= The exercise =
Rewrite the lines from the one containing "Give the outline" through the one containing "[(0, 1095), (777, 1100), (779, 698), (0, 692)]", inclusive, keeping the requests as they are but multiplying every coordinate in the answers by 1.85 and rounding to whole numbers, with halves rounded up. Reproduce only those lines.

= Material for this exercise =
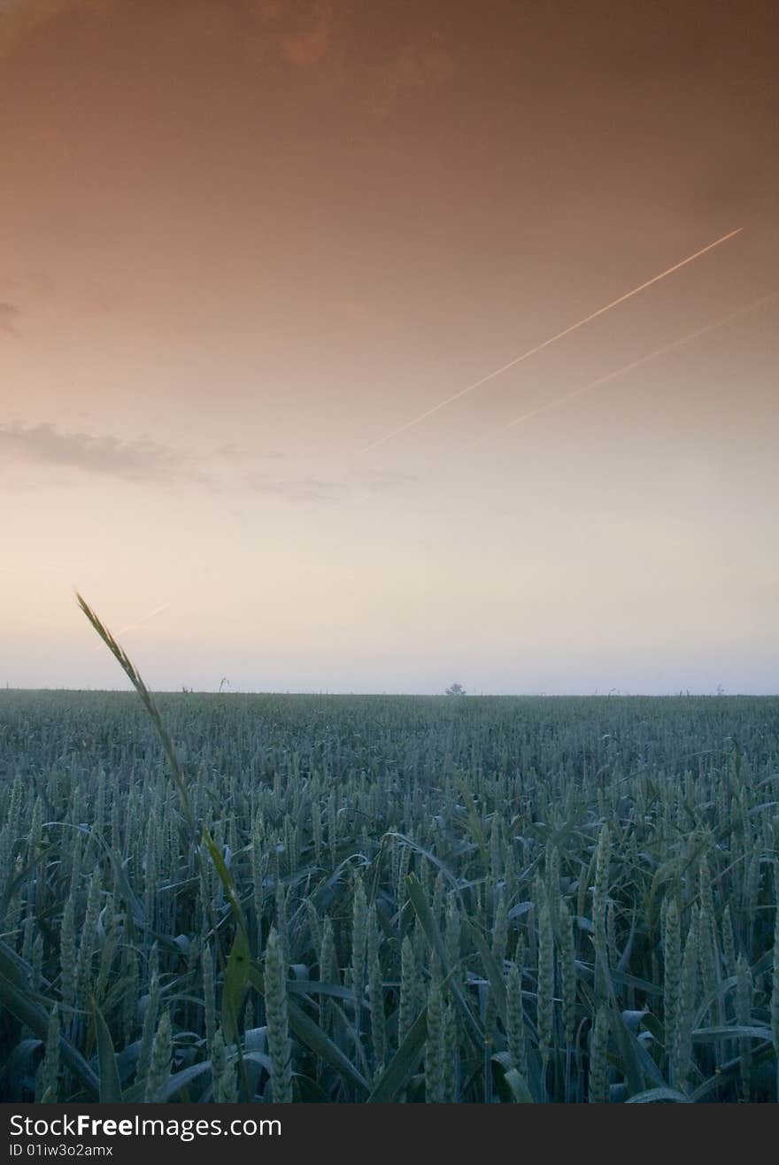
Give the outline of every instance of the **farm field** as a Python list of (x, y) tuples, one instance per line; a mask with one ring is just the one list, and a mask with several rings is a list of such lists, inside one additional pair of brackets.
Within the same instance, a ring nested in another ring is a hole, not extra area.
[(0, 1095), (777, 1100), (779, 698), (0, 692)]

==

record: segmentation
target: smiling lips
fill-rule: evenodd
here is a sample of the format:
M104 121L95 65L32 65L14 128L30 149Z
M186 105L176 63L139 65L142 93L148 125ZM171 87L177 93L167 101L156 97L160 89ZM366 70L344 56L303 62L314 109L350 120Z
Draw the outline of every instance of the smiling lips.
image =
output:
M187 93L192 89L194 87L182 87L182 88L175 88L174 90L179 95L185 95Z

= Result =
Give the outline of every instance of the **farm field** as a Python list of (x, y) tuples, one instance per line; a mask with one ring is just the one list, and a mask with several rings is a list of such lists, inside one additional pair of brackets.
Within the same instance, a ring nested in another ring is a hole, not extra area.
[(0, 2026), (1437, 2035), (1441, 1291), (0, 1280)]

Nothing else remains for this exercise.